▶ [TASK 1]
Condense the paragraph that begins "Helić has advised numerous Conservatives" from the biography of Arminka Helić below into a short bulleted list that keeps its main facts.

▶ [SELECTED TEXT]
▼▼▼

Arminka Helić, Baroness Helić (born 20 April 1968 in Gračanica, SFR Yugoslavia) is a British Conservative politician from Bosnia and Herzegovina, who served as Special Adviser to the former Foreign Secretary William Hague.

In 2014, Arminka Helić was nominated to the House of Lords by David Cameron. She was created a Life Peer on 18 September 2014 taking the title Baroness Helić, of Millbank in the City of Westminster and was introduced to the House of Lords on 24 November 2014.

Background
Arminka Helić is a Bosnia and Herzegovina foreign policy expert who became a Conservative adviser after fleeing the Yugoslav conflict of the 1990s.

Foreign policy adviser
Helić has advised numerous Conservatives in opposition and government from 1998 building up considerable expertise. She has been described by Matthew D’Ancona as "one of the most impressive foreign policy experts in the Government." Known for her discretion, there is little in the public domain on her personal views, although she is pro-American. According to a leaked dispatch from Richard LeBaron, Deputy Head of the US Mission in London, she shares  William Hague's pronounced pro-U.S. views and described the United States as "the essential country."

▲▲▲

▶ [TASK 2]
Copy each line of the listing below that contains the word "When".

▶ [DATASET EXTRACT]

▼▼▼

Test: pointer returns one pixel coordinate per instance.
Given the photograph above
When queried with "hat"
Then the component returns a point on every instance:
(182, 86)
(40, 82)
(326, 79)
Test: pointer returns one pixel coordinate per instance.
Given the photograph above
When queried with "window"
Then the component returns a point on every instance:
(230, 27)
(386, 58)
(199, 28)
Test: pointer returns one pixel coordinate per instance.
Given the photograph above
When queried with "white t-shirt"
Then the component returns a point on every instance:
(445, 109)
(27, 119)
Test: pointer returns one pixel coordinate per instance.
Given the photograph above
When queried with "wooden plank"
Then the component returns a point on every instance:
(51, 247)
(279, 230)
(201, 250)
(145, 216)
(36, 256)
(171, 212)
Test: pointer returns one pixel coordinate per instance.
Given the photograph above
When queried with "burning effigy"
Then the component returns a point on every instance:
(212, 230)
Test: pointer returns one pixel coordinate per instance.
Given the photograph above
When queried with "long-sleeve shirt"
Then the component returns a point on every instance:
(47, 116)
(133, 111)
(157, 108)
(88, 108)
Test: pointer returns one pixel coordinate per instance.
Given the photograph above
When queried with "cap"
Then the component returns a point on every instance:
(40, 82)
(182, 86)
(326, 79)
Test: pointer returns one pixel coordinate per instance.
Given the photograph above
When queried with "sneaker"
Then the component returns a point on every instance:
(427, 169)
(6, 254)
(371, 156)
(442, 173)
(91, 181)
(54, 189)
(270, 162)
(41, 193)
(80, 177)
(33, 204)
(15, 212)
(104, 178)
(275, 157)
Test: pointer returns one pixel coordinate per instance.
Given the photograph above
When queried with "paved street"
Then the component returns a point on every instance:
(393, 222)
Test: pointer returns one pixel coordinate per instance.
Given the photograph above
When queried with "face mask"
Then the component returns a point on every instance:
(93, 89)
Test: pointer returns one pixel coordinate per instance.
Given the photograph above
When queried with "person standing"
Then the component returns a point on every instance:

▲▲▲

▶ [EXERCISE RESPONSE 1]
- Has advised many Conservatives in opposition and in government since 1998, building up considerable expertise.
- Matthew D'Ancona described her as "one of the most impressive foreign policy experts in the Government."
- Known for her discretion, so little is public about her personal views, though she is pro-American.
- A leaked dispatch from Richard LeBaron, Deputy Head of the US Mission in London, says she shares William Hague's pronounced pro-U.S. views and called the United States "the essential country."

▶ [EXERCISE RESPONSE 2]
When queried with "hat"
When queried with "window"
When queried with "white t-shirt"
When queried with "wooden plank"
When queried with "burning effigy"
When queried with "long-sleeve shirt"
When queried with "cap"
When queried with "sneaker"
When queried with "paved street"
When queried with "face mask"
When queried with "person standing"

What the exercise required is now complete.